#### PROBLEM REQUIREMENTS
Quote the entries in full, character for character, without their images.

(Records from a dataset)
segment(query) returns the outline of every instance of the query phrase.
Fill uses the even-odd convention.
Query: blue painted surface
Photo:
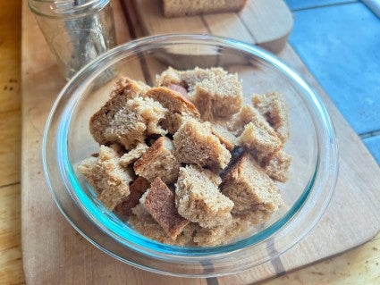
[[[363,142],[380,165],[380,135],[363,138]]]
[[[293,14],[291,44],[349,123],[380,130],[380,20],[362,3]]]
[[[357,134],[376,132],[363,142],[380,164],[380,19],[358,1],[285,2],[291,46]]]
[[[311,7],[344,4],[350,2],[358,2],[358,1],[350,1],[350,0],[285,0],[288,7],[291,10],[298,9],[306,9]]]

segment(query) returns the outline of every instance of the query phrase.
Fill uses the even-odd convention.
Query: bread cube
[[[135,162],[133,169],[136,174],[152,182],[159,177],[165,183],[173,183],[178,178],[180,163],[175,158],[173,141],[160,137]]]
[[[85,159],[78,166],[97,192],[97,198],[110,210],[130,195],[130,182],[133,180],[131,170],[122,168],[119,161],[114,149],[100,146],[97,157]]]
[[[230,152],[207,123],[186,121],[174,134],[173,142],[174,155],[180,163],[224,168],[231,159]]]
[[[174,195],[158,177],[153,180],[150,189],[144,193],[139,201],[173,240],[189,223],[188,220],[178,214]]]
[[[283,96],[277,92],[254,95],[252,104],[274,129],[281,141],[285,143],[289,138],[288,106]]]
[[[208,170],[196,166],[180,169],[175,184],[178,213],[201,227],[212,228],[231,222],[233,203],[219,192],[221,179]]]
[[[221,189],[234,203],[232,214],[255,224],[266,222],[283,205],[274,181],[247,152],[225,175]]]

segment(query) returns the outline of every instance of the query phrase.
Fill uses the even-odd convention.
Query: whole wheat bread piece
[[[173,141],[160,137],[133,164],[136,174],[152,182],[159,177],[165,183],[175,182],[180,163],[175,158]]]
[[[165,17],[182,17],[205,13],[238,12],[247,0],[163,0]]]
[[[138,204],[141,196],[150,187],[150,183],[142,177],[138,177],[130,186],[130,195],[123,198],[114,210],[123,216],[132,214],[132,208]]]
[[[111,92],[111,98],[91,117],[89,131],[94,139],[101,145],[108,143],[104,136],[105,130],[109,126],[116,113],[122,109],[129,99],[144,96],[148,86],[129,78],[119,80]]]
[[[132,149],[149,135],[167,133],[159,124],[166,113],[167,109],[152,98],[130,99],[104,129],[104,137],[108,142],[118,142],[125,149]]]
[[[174,155],[180,163],[223,169],[231,159],[230,152],[207,122],[186,121],[174,134],[173,142]]]
[[[274,130],[252,106],[244,105],[233,115],[229,128],[239,136],[238,144],[249,150],[263,166],[283,147]]]
[[[255,94],[252,104],[274,129],[281,141],[285,143],[289,138],[289,110],[283,95],[277,92]]]
[[[247,152],[225,175],[221,189],[234,203],[232,214],[253,224],[266,222],[283,205],[274,181]]]
[[[178,214],[174,195],[158,177],[153,180],[139,202],[172,239],[175,240],[189,223]]]
[[[171,85],[173,88],[173,84]],[[185,117],[199,118],[199,112],[196,106],[182,94],[166,87],[150,88],[146,96],[159,102],[168,110],[165,117],[161,121],[161,126],[170,134],[177,131]]]
[[[132,209],[132,214],[128,220],[129,223],[145,237],[167,245],[194,246],[192,235],[196,225],[193,223],[186,225],[177,238],[173,239],[141,204]]]
[[[130,165],[140,158],[148,148],[149,148],[149,147],[148,147],[146,143],[139,143],[134,148],[131,149],[120,157],[120,164],[124,167]]]
[[[216,123],[211,124],[211,132],[230,152],[232,152],[233,147],[237,145],[237,138],[227,129],[227,127]]]
[[[114,149],[100,146],[97,157],[85,159],[78,166],[97,192],[97,198],[110,210],[130,195],[130,182],[133,180],[133,172],[122,167],[119,161]]]
[[[265,167],[266,174],[277,181],[286,182],[289,178],[289,168],[291,159],[291,155],[283,150],[278,151]]]
[[[175,184],[178,213],[201,227],[229,223],[233,203],[219,192],[220,182],[220,177],[208,170],[189,165],[182,167]]]
[[[168,68],[156,77],[157,86],[180,85],[188,90],[189,98],[202,120],[228,120],[242,104],[241,82],[237,74],[222,68],[177,71]]]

#### WRITTEN ANSWER
segment(query) returns the outline of every instance of the query phrase.
Fill uses the even-odd convention.
Query: blue painted surface
Photo:
[[[363,142],[380,165],[380,135],[363,138]]]
[[[293,14],[291,44],[349,123],[380,130],[380,20],[362,3]]]
[[[357,134],[376,132],[363,142],[380,164],[380,19],[358,1],[285,2],[291,46]]]
[[[311,7],[344,4],[350,2],[358,2],[358,1],[350,1],[350,0],[285,0],[288,7],[291,10],[298,9],[306,9]]]

segment(query) returns the outline of every instance of the query phrase.
Fill uses the even-odd convention.
Query: bread cube
[[[135,162],[133,169],[136,174],[152,182],[159,177],[165,183],[173,183],[178,178],[180,163],[175,158],[173,141],[160,137]]]
[[[85,159],[78,166],[97,192],[97,198],[110,210],[130,195],[130,182],[133,180],[131,170],[122,168],[119,161],[114,149],[100,146],[97,157]]]
[[[230,152],[207,123],[186,121],[174,134],[173,142],[174,155],[180,163],[224,168],[231,159]]]
[[[174,195],[158,177],[153,180],[150,189],[144,193],[139,201],[173,240],[189,223],[188,220],[178,214]]]
[[[283,96],[277,92],[254,95],[252,104],[274,129],[281,141],[285,143],[289,138],[288,106]]]
[[[208,170],[196,166],[180,169],[175,184],[178,213],[201,227],[212,228],[231,222],[233,203],[219,192],[221,179]]]
[[[221,189],[234,203],[232,214],[255,224],[266,222],[283,205],[274,181],[247,152],[225,175]]]

segment(query) returns the outline of every instance of the query phrase.
Fill uses the even-odd convention.
Query: whole wheat bread piece
[[[173,141],[160,137],[133,164],[136,174],[152,182],[159,177],[165,183],[175,182],[180,163],[175,158]]]
[[[165,17],[182,17],[205,13],[238,12],[247,0],[163,0]]]
[[[138,204],[141,196],[150,187],[150,183],[142,177],[138,177],[130,186],[130,195],[123,198],[114,210],[123,216],[132,214],[132,208]]]
[[[111,92],[111,98],[91,117],[89,131],[94,139],[101,145],[108,143],[104,136],[105,130],[109,126],[116,113],[122,109],[129,99],[144,96],[148,86],[129,78],[119,80]]]
[[[132,149],[149,135],[167,133],[159,124],[166,113],[167,109],[152,98],[130,99],[104,129],[104,137],[108,142],[118,142],[125,149]]]
[[[174,155],[180,163],[223,169],[231,159],[230,152],[207,122],[186,121],[174,134],[173,142]]]
[[[274,130],[252,106],[244,105],[233,115],[229,128],[239,136],[238,144],[249,150],[263,166],[283,147]]]
[[[255,94],[252,104],[274,129],[281,141],[285,143],[289,138],[289,110],[283,95],[277,92]]]
[[[247,152],[225,175],[221,189],[234,203],[232,214],[253,224],[266,222],[283,205],[274,181]]]
[[[178,214],[174,195],[158,177],[153,180],[139,202],[172,239],[175,240],[189,223]]]
[[[171,85],[173,88],[173,84]],[[185,117],[199,118],[199,112],[196,106],[182,94],[166,87],[150,88],[146,96],[159,102],[168,110],[165,117],[161,121],[161,126],[170,134],[177,131]]]
[[[132,209],[132,214],[128,220],[129,223],[145,237],[167,245],[194,246],[192,235],[196,225],[193,223],[186,225],[177,238],[173,239],[141,204]]]
[[[130,165],[140,158],[148,148],[149,148],[149,147],[148,147],[146,143],[139,143],[134,148],[131,149],[120,157],[120,164],[124,167]]]
[[[216,123],[211,124],[211,132],[230,152],[232,152],[233,147],[237,145],[237,138],[227,129],[227,127]]]
[[[114,149],[100,146],[97,157],[85,159],[78,166],[97,192],[97,198],[110,210],[130,195],[130,182],[133,180],[133,172],[122,167],[119,161]]]
[[[265,167],[266,174],[277,181],[286,182],[289,178],[289,168],[291,159],[291,155],[283,150],[278,151]]]
[[[175,184],[178,213],[201,227],[229,223],[233,203],[219,192],[220,182],[220,177],[208,170],[189,165],[182,167]]]
[[[168,68],[156,77],[157,86],[180,85],[188,90],[189,98],[202,120],[228,120],[242,104],[241,82],[237,74],[222,68],[177,71]]]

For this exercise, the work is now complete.